Report every line of the records below that contains the string "goggles", treating uppercase and lowercase letters as different.

Annotated coordinate records:

————

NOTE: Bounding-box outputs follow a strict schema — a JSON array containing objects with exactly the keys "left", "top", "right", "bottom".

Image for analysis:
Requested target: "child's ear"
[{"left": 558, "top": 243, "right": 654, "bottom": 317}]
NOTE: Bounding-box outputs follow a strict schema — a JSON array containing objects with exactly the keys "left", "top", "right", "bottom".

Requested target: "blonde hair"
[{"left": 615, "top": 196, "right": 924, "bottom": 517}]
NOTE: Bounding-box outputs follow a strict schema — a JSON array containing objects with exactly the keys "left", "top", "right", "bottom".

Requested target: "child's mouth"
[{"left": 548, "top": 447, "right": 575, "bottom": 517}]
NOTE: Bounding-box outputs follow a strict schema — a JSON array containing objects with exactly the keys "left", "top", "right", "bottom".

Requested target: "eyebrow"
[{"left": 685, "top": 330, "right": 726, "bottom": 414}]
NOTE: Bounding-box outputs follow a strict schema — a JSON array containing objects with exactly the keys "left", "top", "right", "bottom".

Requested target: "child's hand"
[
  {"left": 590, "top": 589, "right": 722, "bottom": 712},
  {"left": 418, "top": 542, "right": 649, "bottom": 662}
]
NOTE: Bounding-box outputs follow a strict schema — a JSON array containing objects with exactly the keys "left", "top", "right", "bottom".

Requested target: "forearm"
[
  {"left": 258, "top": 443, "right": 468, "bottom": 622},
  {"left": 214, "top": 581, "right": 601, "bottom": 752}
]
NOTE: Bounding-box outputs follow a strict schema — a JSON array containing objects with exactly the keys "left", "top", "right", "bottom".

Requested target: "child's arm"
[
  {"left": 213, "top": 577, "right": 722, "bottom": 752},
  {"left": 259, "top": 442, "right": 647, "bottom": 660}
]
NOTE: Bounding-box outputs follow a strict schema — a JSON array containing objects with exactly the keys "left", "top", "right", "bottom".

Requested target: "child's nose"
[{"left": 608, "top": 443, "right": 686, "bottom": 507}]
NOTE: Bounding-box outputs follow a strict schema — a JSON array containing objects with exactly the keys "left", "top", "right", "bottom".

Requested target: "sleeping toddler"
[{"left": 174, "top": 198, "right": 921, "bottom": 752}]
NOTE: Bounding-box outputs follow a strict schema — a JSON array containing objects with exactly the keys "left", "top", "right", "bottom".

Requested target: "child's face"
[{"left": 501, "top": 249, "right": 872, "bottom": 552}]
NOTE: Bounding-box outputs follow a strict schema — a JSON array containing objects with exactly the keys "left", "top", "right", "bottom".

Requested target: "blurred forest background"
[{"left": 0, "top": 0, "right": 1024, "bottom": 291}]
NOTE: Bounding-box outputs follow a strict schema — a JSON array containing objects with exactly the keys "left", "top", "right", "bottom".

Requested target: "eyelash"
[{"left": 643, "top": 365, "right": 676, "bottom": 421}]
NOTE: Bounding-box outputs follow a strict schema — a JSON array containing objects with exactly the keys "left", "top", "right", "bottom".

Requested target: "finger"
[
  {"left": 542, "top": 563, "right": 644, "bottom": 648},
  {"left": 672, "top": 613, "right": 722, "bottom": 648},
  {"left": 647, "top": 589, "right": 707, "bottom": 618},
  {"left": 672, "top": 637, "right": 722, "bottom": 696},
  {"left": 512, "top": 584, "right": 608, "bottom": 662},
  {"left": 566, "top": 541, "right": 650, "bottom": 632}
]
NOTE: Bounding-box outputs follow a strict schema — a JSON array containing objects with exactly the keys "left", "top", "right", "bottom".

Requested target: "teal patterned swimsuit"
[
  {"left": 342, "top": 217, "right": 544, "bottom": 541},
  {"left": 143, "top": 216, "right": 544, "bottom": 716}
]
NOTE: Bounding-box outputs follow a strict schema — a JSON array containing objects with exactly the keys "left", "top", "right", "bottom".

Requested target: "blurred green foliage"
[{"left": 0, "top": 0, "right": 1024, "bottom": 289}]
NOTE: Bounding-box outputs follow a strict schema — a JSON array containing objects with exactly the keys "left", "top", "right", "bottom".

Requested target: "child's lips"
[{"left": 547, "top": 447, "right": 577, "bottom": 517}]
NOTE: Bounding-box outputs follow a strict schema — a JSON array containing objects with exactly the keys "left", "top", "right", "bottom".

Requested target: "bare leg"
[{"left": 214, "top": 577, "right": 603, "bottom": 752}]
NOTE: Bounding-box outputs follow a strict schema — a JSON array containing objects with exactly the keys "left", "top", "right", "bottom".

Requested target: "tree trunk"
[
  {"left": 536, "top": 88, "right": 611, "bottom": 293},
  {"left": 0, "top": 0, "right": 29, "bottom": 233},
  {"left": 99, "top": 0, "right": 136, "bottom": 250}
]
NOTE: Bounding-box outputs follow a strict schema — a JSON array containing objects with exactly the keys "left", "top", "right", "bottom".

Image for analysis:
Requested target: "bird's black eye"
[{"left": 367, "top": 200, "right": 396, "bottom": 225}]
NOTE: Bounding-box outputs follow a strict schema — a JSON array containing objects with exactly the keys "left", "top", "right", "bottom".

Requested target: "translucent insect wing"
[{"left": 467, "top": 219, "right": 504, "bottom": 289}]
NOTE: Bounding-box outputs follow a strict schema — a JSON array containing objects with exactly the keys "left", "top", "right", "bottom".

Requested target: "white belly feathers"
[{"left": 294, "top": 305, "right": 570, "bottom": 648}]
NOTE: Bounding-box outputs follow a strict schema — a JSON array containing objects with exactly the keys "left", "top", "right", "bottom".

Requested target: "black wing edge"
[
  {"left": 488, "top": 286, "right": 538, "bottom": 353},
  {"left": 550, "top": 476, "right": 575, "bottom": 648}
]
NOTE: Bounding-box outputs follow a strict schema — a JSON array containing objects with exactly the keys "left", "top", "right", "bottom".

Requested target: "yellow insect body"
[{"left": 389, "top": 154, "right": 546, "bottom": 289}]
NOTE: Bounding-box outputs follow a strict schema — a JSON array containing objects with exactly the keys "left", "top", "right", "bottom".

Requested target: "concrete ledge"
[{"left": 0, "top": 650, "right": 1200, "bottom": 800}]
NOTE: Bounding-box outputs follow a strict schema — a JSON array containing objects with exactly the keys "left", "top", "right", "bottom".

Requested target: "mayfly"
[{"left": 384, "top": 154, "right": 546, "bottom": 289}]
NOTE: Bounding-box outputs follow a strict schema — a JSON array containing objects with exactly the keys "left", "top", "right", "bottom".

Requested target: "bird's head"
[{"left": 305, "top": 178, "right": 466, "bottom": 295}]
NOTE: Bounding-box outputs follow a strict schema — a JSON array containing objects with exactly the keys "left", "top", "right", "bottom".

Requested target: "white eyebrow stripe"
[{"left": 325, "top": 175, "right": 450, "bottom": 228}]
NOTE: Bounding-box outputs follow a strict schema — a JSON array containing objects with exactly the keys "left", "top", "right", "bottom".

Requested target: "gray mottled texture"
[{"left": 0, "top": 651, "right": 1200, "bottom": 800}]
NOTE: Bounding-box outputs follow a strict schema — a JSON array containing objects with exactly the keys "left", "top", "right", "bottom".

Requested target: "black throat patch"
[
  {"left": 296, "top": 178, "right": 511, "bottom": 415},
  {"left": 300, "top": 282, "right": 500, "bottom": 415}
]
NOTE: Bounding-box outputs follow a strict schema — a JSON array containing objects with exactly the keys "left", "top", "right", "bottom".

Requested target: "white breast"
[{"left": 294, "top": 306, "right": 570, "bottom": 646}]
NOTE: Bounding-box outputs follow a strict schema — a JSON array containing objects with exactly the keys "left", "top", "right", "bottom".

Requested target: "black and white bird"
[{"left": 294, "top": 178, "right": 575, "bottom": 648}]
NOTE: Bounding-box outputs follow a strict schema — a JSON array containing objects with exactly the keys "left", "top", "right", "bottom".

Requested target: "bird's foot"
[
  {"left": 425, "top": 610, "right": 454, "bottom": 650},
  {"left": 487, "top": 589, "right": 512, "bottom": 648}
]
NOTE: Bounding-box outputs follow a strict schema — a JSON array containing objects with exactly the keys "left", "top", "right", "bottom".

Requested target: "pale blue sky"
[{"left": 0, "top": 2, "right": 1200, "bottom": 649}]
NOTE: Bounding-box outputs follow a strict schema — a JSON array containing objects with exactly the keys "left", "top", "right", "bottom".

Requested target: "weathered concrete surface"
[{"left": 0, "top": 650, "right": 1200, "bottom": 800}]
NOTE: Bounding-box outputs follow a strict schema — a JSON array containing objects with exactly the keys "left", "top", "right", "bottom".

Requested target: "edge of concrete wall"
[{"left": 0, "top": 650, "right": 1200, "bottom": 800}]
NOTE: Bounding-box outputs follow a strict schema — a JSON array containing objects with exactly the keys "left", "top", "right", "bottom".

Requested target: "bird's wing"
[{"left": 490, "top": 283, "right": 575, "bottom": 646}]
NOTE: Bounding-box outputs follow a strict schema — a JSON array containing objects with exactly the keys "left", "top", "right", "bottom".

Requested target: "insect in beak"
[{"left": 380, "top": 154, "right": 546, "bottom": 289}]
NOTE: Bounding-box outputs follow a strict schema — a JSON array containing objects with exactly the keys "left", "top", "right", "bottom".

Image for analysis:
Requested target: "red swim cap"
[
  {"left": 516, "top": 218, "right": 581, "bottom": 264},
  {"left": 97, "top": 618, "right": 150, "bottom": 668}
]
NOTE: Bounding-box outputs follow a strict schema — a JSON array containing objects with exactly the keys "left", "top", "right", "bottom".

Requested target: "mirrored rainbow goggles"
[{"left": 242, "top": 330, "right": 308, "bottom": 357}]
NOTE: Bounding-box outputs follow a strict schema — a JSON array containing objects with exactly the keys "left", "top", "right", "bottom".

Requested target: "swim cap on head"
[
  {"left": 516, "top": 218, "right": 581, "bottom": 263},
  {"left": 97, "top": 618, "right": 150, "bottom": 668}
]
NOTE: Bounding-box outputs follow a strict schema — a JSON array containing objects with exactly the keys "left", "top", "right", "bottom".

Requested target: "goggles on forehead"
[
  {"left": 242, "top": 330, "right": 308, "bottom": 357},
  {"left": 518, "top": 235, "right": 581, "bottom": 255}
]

————

→ **ANSWER TO THIS EXERCISE**:
Requested target: "mirrored rainbow goggles"
Requested target: "goggles on forehead"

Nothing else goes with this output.